**Actions to take**
#1 In the account of getting medical records sent to a surgeon, what reason does the administrator give for refusing to fax the records right away? Answer in one to three sentences.
#2 Carry on the account of getting medical records sent to the surgeon from the point where it stops.

[[ Text, beginning ]]

To my dismay, she counters that there are protocols to follow and that the office can’t just fax records willy nilly whenever a patient asks for them. I remind her that the surgeon is the one who wants to see me immediately and wants my medical records before my appointment. The administrator says her office’s policy is strict, and if they make an exception for me, then they are going to have to make it for every patient. So sorry, but no tumbling dice.
I say, “OK” and end the conversation. I cry quietly — after all, it’s OK for the whole train car to know my breasts are coming off, but I don’t want anyone seeing me cry. (Yes, I’m train car-decorum- challenged.) I feel defeated.
Then I think of that famous and my favorite poem “Don’t Quit,” and I recalled a line: “Rest if you must, but don’t you quit.” I had the wind knocked out of me. That was my rest.
I would not quit.
I call the office again. The Records Nazi recognizes my voice and is amazed that I have the audacity to come back for more abuse. As she starts telling me her office’s decision is final, I interrupt her with a blitzkrieg of my own: “I don’t want to speak with you anymore. Give me your office manager.”
Shocked at my irreverence, she complies.
When the office manager gets on the phone, she tells me she cannot go against the office protocol regarding sending records to a doctor’s office.
Suddenly, I take a different approach: emotional manipulation — and this is the turning point that gives me the upper hand in getting what I want and need.
Although my chemobrain cannot retain information well, I do remember our dialogue verbatim:
Me (seeming to change the subject): “Do you know I’m adopting a baby girl from China?”
She (disarmed): “Awww, how sweet!”
Me: “Well, how would you feel if she no longer had her mommy?”
She: “That would be terrible!”
Me (not wasting a minute): “Well, that will happen if I don’t get my surgery. Your office’s refusal to deliver my medical records today may delay my surgery and ultimately harm me. How would you like to tell my daughter that she no longer has a mommy?”
She (emotional): “Please don’t talk that way! We don’t want your child to be motherless. Let me see what I can do to get your records to the surgeon’s office.”
I thank her and literally two minutes later — no I really mean literally two minutes — the Records Nazi humbly calls me back and says the records have just been faxed to the surgeon’s office. My surgeon’s office calls me a few minutes later to confirm this.

[[ Text, end ]]
[[ Information provided, beginning ]]

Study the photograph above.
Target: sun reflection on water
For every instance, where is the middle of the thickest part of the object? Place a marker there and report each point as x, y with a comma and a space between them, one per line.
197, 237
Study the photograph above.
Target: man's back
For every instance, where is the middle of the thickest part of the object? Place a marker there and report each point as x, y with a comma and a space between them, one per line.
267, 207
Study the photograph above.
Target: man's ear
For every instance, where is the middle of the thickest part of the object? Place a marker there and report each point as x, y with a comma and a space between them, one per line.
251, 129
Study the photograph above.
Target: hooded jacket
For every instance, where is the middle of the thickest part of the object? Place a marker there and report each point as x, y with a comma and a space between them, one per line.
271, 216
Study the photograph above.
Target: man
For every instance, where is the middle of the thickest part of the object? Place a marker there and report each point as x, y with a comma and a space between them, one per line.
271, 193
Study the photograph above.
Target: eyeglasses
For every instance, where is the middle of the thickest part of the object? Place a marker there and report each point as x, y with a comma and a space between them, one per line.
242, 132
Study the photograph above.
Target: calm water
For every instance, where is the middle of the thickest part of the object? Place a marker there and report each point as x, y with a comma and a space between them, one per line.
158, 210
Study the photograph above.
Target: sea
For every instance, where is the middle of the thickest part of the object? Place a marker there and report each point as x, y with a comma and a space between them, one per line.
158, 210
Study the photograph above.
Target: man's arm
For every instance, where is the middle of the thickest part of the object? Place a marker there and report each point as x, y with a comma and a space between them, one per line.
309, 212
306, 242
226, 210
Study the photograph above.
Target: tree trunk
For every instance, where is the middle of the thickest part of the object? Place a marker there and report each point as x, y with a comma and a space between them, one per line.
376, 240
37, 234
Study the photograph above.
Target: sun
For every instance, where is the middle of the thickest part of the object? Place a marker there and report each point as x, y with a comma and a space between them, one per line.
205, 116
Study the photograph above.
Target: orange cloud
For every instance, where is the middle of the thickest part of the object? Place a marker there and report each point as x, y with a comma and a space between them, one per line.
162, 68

[[ Information provided, end ]]

**Answers for this exercise**
#1 The administrator says her office's policy is strict. If the office made an exception for this patient, it would have to make the same exception for every patient.

#2
I am exiting the train in shock at my own power to advocate for myself — and in shock that I’m able to stand on trembling legs and that I am evoking smiles and congratulations from so many people in the car. Then a gentleman who was sitting far from me on this journey approaches me. He says, “Ma’am, I hope you don’t mind, but I overheard your entire conversation, and all I can say is, ‘Good for you!'”
That’s when I realize how loud I must’ve been. I thank him and apologize for being so loud.
He says, “It was great hearing you not taking nonsense from those people. Your health is the most important thing in the world, and it’s about time someone put these medical people in their place! Good luck with your surgery; my thoughts are with you.”
At this point, I’m reeling. I am happy to have such a fan base, but then I wince as I remember saying the words “double mastectomy” and “breast cancer” so often during my conversations on the train. Everyone on my car had heard the sordid details.
As I leave the train, I see a Breast Cancer Awareness Month ad on the wall of the vestibule. I remember it is October. And on that train car, in front of a group of strangers, it turns out that my face was the face of breast cancer. But it was also the face of self-advocacy.
And as I walk on shaky legs, but not on shaky ground anymore, I think that perhaps I became someone’s role model and hero that day. And I realize I have become my own hero that day, as well.